● Work to do
1. Copy the review of Chef Lam between "I glanced at" and "as it come.", inclusive.
2. Summarize the review of Chef Lam in two sentences.

Chef Lam: Sang Mee a Cze Cha Song

By KF Seetoh - Friday, Mar 23, 2018

The definitive mass marker Singapore family eatery is the cze cha (cook and fry) restaurants and stalls. To me, this is where busy families will hover and gravitate to when they want to bond over decent local restaurant dishes at budget prices. They serve way more than the “meat, soup and vegetable” combination meals. It takes skills and experience to master such little kitchens. Some try, and they struggle in a kitchen looking more like a messy store room with a wok somewhere. I note there are attempts to open up little cze cha chain stalls in our midst and the cooks are taught to handle each dish like how fast food burger flippers learn their craft…by rote lessons. Then, there are hawker kitchens, where I can tell with just a glance, that a wok masters resides there. The stations for prepping, wok stations, utensils and ingredients space, storage and layout of stall, plus the logic in the menu…all makes sense, like at the seven-month-old Chef Lam.


The Crispy Noodle- to die for…


I glanced at the dishes served and realised that, for a hawker to put that much effort into a towering Crispy Noodle seafood dish (from $6), showed respect for his craft and his customers. The seafood sauce was smoothed with eggs and the ingredients were restaurant-class fresh. I demolished it with gusto and let the crispy thin noodles soak just enough of the sauce yet retained texture, and it was majestic. The Dragon Chives ($10, Ching Loong Choy, off menu), wok tossed with crunchy bean sprouts was flavoured with black bean dace fish, was so easy to hoover up, especially when topped with fried crispy shallots.


The fish steamboat was as authentic as it come.


His main signature, and it’s easy to know why, is their Fish Steamboat from $25. There’s a choice of fish types and cuts, from slices to fish head. The magic mojo was of course the soup. The distinct aroma of dried flat sole fish bone (teepo) was evident and the use of two types of ginger, old and blue, did me in. The six of us ordered the large red snapper version at $35 and the portion was more than we needed.

● Extracted data
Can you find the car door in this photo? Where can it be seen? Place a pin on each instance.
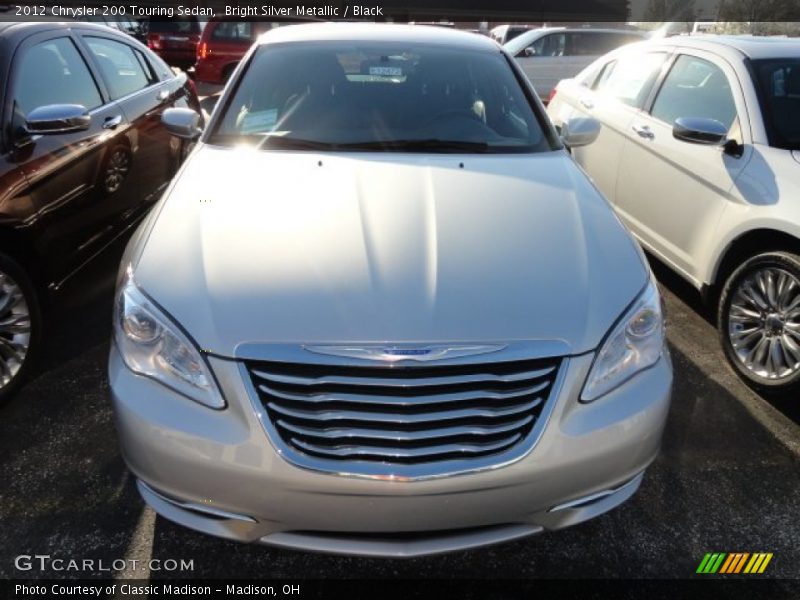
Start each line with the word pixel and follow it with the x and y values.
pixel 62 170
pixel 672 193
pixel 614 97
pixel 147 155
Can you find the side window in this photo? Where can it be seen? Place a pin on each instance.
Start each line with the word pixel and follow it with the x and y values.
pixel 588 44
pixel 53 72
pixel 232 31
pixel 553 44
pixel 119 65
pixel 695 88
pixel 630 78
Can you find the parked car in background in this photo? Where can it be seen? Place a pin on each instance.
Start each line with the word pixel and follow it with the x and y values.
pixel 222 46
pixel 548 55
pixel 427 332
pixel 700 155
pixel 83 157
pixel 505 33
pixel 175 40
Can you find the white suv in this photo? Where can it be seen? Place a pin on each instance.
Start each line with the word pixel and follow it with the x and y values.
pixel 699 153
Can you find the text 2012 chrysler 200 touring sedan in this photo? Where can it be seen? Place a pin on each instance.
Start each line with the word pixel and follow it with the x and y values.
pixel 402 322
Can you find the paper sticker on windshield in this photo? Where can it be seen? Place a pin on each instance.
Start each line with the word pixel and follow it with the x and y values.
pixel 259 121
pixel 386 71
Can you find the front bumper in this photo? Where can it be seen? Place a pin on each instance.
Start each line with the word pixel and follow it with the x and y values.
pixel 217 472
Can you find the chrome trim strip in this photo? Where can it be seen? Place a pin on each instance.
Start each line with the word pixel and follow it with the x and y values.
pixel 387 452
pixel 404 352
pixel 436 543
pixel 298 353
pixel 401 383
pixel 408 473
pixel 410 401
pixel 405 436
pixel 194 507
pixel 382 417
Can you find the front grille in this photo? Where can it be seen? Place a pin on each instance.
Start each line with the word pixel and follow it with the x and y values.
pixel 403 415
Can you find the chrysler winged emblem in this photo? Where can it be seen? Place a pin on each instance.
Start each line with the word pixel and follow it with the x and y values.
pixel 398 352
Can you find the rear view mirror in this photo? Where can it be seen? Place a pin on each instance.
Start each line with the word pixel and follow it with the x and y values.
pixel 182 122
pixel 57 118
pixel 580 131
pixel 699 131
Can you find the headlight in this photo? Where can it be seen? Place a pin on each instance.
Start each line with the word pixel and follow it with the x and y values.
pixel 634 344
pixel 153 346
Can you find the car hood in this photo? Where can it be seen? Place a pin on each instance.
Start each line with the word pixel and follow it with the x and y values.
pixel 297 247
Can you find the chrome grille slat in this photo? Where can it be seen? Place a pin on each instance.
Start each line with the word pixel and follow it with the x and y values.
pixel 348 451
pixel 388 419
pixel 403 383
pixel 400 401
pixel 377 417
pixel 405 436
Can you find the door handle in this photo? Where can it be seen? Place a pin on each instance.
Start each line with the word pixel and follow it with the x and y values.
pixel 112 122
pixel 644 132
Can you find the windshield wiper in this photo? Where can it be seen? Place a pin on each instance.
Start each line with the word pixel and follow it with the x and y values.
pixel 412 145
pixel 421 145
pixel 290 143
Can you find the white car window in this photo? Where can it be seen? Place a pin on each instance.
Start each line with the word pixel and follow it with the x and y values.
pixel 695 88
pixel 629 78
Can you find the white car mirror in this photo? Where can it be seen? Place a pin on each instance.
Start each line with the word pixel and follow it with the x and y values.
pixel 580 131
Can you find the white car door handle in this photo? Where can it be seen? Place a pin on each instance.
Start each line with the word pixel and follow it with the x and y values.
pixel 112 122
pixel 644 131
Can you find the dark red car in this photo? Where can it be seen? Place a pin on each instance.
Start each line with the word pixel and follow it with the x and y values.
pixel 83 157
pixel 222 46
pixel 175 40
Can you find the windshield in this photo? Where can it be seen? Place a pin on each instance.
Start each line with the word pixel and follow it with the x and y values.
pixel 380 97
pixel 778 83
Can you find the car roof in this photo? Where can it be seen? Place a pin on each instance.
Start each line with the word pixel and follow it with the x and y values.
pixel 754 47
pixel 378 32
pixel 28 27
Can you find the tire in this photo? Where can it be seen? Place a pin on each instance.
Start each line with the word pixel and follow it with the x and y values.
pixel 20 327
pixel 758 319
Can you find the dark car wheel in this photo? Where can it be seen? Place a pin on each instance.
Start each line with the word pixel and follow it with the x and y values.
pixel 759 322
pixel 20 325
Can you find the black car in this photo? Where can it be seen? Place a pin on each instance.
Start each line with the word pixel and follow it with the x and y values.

● Response list
1.
I glanced at the dishes served and realised that, for a hawker to put that much effort into a towering Crispy Noodle seafood dish (from $6), showed respect for his craft and his customers. The seafood sauce was smoothed with eggs and the ingredients were restaurant-class fresh. I demolished it with gusto and let the crispy thin noodles soak just enough of the sauce yet retained texture, and it was majestic. The Dragon Chives ($10, Ching Loong Choy, off menu), wok tossed with crunchy bean sprouts was flavoured with black bean dace fish, was so easy to hoover up, especially when topped with fried crispy shallots.


The fish steamboat was as authentic as it come.

2. The review holds up the seven-month-old Chef Lam as a cze cha stall whose sensible layout and menu reveal a wok master, unlike messy kitchens or chain stalls where cooks learn by rote. It praises the towering Crispy Noodle seafood dish, the off-menu Dragon Chives, and the signature Fish Steamboat, whose soup draws its aroma from dried flat sole fish bone and two types of ginger.